Document excerpt
⁂
Result: ATE = -12.6 (95% CI -13.4, -11.7). Confounder-adjusted with correct bootstrap standard errors. Still wrong, the true effect is -10. The gap is explained in Step 6.

Step 6: Sensitivity Analysis

The estimate of -12.6 is biased because the DAG was misspecified. Genetic resistance to malaria was not included. Some ethnic groups carry genetic resistance and historically have higher net adoption rates, making resistance a confounder of the net-to-malaria relationship. Sensitivity analysis quantifies how wrong the analysis could be without requiring the unmeasured variable.

Tipping Point - Unknown Confounder

Show code
librarian::shelf(tipr)

tipping_points <- tip_coef(boot_estimate$.upper, exposure_confounder_effect = 1:5)

tipping_points %>%
  ggplot(aes(confounder_outcome_effect, exposure_confounder_effect)) +
  geom_line(color = "#4a6741", linewidth = 1.1) +
  geom_point(fill = "#4a6741", color = "white", size = 2.5, shape = 21) +
  labs(
    x = "Confounder-Outcome Effect",
    y = "Scaled Mean Difference\nBetween Exposure Groups",
    title = "Tipping Point Analysis -s Unknown Confounder"
⁂
Referring expression data:
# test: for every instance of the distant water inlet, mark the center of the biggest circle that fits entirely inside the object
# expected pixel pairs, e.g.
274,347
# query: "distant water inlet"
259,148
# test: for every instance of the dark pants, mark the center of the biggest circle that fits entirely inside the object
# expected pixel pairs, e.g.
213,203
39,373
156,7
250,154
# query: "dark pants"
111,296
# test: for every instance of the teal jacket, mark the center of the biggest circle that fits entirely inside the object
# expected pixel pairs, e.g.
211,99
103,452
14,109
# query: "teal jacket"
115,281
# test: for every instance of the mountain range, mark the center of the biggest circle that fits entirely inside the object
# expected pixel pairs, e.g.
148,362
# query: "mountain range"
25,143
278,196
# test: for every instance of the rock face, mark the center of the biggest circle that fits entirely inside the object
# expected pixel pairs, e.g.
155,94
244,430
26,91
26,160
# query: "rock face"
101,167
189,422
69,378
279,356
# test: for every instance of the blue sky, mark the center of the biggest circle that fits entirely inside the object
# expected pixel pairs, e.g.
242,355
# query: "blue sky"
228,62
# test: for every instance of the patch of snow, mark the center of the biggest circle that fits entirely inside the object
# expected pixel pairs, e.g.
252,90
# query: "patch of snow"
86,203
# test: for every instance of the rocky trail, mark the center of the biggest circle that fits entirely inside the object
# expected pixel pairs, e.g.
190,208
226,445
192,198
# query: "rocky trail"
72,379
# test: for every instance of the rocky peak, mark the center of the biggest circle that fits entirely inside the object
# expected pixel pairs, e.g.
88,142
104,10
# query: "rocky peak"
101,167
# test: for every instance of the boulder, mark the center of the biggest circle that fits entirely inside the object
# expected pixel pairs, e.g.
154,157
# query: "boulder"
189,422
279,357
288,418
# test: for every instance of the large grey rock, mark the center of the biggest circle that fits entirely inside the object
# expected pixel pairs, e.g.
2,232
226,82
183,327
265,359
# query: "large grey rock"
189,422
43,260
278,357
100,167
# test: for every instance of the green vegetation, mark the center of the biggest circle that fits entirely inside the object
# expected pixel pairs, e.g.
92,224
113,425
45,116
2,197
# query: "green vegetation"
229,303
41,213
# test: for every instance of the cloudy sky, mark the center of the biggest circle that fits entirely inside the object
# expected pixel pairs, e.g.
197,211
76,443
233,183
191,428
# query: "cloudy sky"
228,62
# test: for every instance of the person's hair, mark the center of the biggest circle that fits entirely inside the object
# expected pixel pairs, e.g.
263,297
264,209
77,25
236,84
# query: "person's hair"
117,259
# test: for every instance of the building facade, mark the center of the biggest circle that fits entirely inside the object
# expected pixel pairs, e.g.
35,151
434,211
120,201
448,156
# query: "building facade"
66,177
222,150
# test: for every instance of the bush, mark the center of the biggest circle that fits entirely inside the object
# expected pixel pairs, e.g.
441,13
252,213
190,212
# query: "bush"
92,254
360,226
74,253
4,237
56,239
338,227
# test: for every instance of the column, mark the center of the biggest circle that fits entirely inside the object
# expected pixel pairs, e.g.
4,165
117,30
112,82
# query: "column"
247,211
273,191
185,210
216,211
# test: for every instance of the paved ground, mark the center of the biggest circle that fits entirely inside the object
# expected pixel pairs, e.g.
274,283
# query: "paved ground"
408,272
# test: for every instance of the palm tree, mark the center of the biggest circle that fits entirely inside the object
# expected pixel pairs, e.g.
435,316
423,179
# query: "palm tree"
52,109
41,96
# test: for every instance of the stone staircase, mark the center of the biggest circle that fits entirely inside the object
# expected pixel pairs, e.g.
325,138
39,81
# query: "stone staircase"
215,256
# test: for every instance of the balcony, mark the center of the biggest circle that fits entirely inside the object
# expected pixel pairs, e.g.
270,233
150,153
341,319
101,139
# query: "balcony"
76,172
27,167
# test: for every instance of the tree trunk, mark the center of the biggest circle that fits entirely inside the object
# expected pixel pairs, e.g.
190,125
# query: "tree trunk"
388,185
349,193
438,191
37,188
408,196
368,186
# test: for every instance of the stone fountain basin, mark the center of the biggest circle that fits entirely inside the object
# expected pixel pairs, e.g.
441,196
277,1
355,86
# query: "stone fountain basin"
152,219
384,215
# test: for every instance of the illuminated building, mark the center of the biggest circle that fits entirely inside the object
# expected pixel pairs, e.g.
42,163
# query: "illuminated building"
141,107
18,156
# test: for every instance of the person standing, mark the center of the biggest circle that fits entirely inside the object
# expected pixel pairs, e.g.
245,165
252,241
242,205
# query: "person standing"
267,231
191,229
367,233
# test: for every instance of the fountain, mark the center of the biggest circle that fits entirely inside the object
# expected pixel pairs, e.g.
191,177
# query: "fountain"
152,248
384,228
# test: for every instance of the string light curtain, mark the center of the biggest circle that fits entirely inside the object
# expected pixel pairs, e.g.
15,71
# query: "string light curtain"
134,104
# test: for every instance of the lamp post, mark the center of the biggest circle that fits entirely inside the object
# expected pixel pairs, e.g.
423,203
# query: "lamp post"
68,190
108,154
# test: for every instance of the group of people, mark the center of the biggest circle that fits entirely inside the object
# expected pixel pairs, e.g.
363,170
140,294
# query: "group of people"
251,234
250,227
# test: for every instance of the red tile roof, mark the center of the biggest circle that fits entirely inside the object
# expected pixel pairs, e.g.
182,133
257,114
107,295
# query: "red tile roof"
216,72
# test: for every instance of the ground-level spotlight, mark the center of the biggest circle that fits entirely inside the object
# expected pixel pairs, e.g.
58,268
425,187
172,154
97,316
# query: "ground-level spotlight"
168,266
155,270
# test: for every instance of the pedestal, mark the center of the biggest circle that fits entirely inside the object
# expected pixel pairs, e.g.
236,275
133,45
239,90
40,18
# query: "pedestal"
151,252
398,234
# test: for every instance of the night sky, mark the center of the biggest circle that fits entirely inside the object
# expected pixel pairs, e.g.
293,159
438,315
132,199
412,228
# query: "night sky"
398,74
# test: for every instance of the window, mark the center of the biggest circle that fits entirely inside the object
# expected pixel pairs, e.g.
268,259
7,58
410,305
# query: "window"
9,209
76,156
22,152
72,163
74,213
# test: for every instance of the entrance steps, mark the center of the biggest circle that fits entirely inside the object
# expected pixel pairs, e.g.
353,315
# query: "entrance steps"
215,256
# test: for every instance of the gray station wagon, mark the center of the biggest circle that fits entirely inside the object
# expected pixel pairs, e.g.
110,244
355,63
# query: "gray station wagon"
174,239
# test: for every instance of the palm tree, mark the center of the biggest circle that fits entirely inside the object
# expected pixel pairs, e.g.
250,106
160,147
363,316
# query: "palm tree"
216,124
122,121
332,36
⁂
The task
Reproduce the whole sensitivity analysis excerpt above word for word.

Response for this exercise
Result: ATE = -12.6 (95% CI -13.4, -11.7). Confounder-adjusted with correct bootstrap standard errors. Still wrong, the true effect is -10. The gap is explained in Step 6.

Step 6: Sensitivity Analysis

The estimate of -12.6 is biased because the DAG was misspecified. Genetic resistance to malaria was not included. Some ethnic groups carry genetic resistance and historically have higher net adoption rates, making resistance a confounder of the net-to-malaria relationship. Sensitivity analysis quantifies how wrong the analysis could be without requiring the unmeasured variable.

Tipping Point - Unknown Confounder

Show code
librarian::shelf(tipr)

tipping_points <- tip_coef(boot_estimate$.upper, exposure_confounder_effect = 1:5)

tipping_points %>%
  ggplot(aes(confounder_outcome_effect, exposure_confounder_effect)) +
  geom_line(color = "#4a6741", linewidth = 1.1) +
  geom_point(fill = "#4a6741", color = "white", size = 2.5, shape = 21) +
  labs(
    x = "Confounder-Outcome Effect",
    y = "Scaled Mean Difference\nBetween Exposure Groups",
    title = "Tipping Point Analysis -s Unknown Confounder"